# Testo estratto

"""

Può sembrare una follia, temere che il peggio in Medio Oriente debba ancora arrivare, dopo che Hamas ha decapitato persino bambini nella strage degli innocenti, il 7 ottobre scorso: si può forse immaginare qualcosa di più orribile?
Purtroppo il mondo è costretto a farlo, ora che Israele, nella caccia agli assassini dei suoi figli, ha inaugurato la soprannominata nuova fase, cioè l’ingresso di soldati e carri armati a Gaza per colpire i responsabili delle mostruosità commesse dai terroristi di ispirazione islamica nello Stato ebraico. E per cercare di liberare i 229 ostaggi privi di qualsivoglia colpa. Se non quella, agli occhi insanguinati dei terroristi, di essere ebrei. E forse oggetto di trattativa: liberi tutti -dice Hamas- in cambio di tutti i detenuti palestinesi.
“Distruggeremo Hamas, Israele combatte per l’umanità”, annuncia il premier, Benjamin Netanyahu. Che avverte: sarà una guerra dura e lunga.

"""

# Compiti proposti
A: Nel testo, che cosa chiede Hamas in cambio della liberazione di tutti gli ostaggi?
B: Ricopia dal testo il passo che va da "Può sembrare una" a "i detenuti palestinesi.".
Le voci riportate qui sotto non hanno alcun ruolo in questo lavoro.

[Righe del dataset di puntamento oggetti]
"""

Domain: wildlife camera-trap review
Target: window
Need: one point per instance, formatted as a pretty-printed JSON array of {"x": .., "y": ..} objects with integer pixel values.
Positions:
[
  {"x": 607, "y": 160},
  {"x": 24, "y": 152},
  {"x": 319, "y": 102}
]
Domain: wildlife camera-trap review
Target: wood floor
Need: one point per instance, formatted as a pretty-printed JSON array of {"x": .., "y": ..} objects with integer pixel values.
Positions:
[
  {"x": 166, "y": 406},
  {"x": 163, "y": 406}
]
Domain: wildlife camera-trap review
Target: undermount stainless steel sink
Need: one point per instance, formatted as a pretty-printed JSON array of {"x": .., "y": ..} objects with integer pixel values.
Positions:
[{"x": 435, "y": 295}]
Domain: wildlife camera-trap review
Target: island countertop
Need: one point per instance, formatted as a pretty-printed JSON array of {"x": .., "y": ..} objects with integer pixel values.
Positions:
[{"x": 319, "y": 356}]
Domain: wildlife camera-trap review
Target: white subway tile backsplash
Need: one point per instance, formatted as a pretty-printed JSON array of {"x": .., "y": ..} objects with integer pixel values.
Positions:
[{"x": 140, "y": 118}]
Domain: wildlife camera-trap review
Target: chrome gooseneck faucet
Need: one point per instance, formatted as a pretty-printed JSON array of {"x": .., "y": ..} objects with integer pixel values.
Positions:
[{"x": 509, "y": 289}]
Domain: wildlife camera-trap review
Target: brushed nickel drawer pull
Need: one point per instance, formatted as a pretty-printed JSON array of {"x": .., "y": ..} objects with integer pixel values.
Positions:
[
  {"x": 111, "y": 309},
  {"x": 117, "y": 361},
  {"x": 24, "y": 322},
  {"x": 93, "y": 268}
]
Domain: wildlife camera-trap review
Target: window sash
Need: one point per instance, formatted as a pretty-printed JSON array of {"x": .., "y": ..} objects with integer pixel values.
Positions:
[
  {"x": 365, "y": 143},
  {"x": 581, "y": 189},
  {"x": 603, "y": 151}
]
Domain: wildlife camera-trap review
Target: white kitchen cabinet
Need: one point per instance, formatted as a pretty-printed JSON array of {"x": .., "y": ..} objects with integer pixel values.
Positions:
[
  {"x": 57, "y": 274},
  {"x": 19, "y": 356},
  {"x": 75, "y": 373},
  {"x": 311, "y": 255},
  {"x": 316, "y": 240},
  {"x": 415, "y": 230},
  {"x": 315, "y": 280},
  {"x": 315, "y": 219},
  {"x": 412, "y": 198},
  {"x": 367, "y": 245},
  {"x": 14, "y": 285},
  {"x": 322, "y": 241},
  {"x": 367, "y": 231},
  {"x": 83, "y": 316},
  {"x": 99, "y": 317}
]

"""

# Risposte attese
A: Tutti i detenuti palestinesi.

B:
Può sembrare una follia, temere che il peggio in Medio Oriente debba ancora arrivare, dopo che Hamas ha decapitato persino bambini nella strage degli innocenti, il 7 ottobre scorso: si può forse immaginare qualcosa di più orribile?
Purtroppo il mondo è costretto a farlo, ora che Israele, nella caccia agli assassini dei suoi figli, ha inaugurato la soprannominata nuova fase, cioè l’ingresso di soldati e carri armati a Gaza per colpire i responsabili delle mostruosità commesse dai terroristi di ispirazione islamica nello Stato ebraico. E per cercare di liberare i 229 ostaggi privi di qualsivoglia colpa. Se non quella, agli occhi insanguinati dei terroristi, di essere ebrei. E forse oggetto di trattativa: liberi tutti -dice Hamas- in cambio di tutti i detenuti palestinesi.